- Given data
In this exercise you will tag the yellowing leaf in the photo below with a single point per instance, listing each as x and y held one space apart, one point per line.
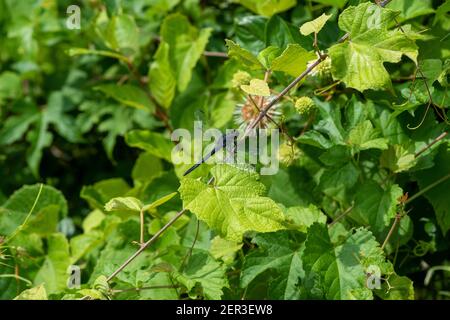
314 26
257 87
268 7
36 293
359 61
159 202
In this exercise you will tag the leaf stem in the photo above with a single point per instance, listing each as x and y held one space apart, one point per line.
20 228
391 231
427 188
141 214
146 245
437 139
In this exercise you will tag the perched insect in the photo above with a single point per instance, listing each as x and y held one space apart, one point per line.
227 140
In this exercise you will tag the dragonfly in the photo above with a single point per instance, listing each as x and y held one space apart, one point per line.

==

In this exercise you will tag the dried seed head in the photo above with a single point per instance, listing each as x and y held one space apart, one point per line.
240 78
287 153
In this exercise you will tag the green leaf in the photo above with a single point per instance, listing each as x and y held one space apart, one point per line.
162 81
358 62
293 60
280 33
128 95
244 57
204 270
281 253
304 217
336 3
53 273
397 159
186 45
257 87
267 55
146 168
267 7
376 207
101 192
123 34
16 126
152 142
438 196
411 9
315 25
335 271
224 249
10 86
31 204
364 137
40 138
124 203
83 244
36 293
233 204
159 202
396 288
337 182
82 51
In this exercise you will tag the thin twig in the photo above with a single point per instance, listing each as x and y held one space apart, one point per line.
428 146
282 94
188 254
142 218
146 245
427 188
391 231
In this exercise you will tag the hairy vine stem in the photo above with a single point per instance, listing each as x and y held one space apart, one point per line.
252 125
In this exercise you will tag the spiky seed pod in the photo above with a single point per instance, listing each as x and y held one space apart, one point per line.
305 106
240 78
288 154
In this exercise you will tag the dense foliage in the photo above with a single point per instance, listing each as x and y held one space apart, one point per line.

- The exercise
Please shift every coordinate by adding 4 to each number in the rows between the line holding "In this exercise you will tag the spiky" and the line holding "In this exercise you will tag the dense", inclusive. Write out only those rows again in full, text lines included.

- Finished answer
In this exercise you will tag the spiky seed pod in the photo above with a single point per instance, listing each as x and y held one space apart, one point per line.
309 110
244 82
292 158
In this exercise you will tag the dense foliage in the photo above with a single point per instance, listing each as x and y held one space apart, one point per line.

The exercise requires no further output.